*Work item*. Return all of the following entries as written, but without the images.

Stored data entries
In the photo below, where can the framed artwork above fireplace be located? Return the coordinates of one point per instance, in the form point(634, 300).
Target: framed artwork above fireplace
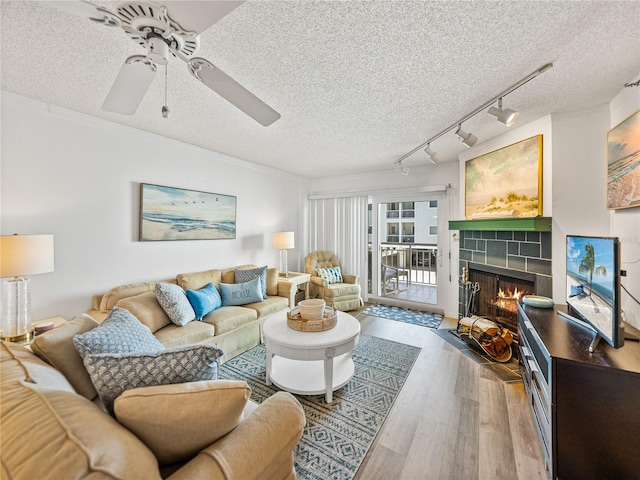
point(505, 183)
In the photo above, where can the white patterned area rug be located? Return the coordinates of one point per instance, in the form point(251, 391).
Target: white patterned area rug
point(338, 435)
point(430, 320)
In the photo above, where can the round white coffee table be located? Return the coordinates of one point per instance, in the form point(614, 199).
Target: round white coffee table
point(310, 363)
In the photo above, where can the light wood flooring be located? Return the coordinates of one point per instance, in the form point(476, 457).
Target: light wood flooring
point(453, 419)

*Task solution*.
In the photo below, where can the framed artwork above fireplace be located? Return the coordinates of one point per instance, in the form point(634, 300).
Target: framed artwork above fireplace
point(505, 183)
In the photo above, where can the white patterned area rug be located? Return the coordinates of one point per instance, in the form point(251, 391).
Target: white patterned area rug
point(338, 435)
point(430, 320)
In the photo above, where can the round white coffee table be located? Return the coordinates of one point per instance, in the form point(614, 199).
Target: round white coffee table
point(310, 363)
In the photo above, where can the light wood flooring be located? Return the coordinates of one point per instance, in the form point(476, 457).
Target: light wood flooring
point(453, 419)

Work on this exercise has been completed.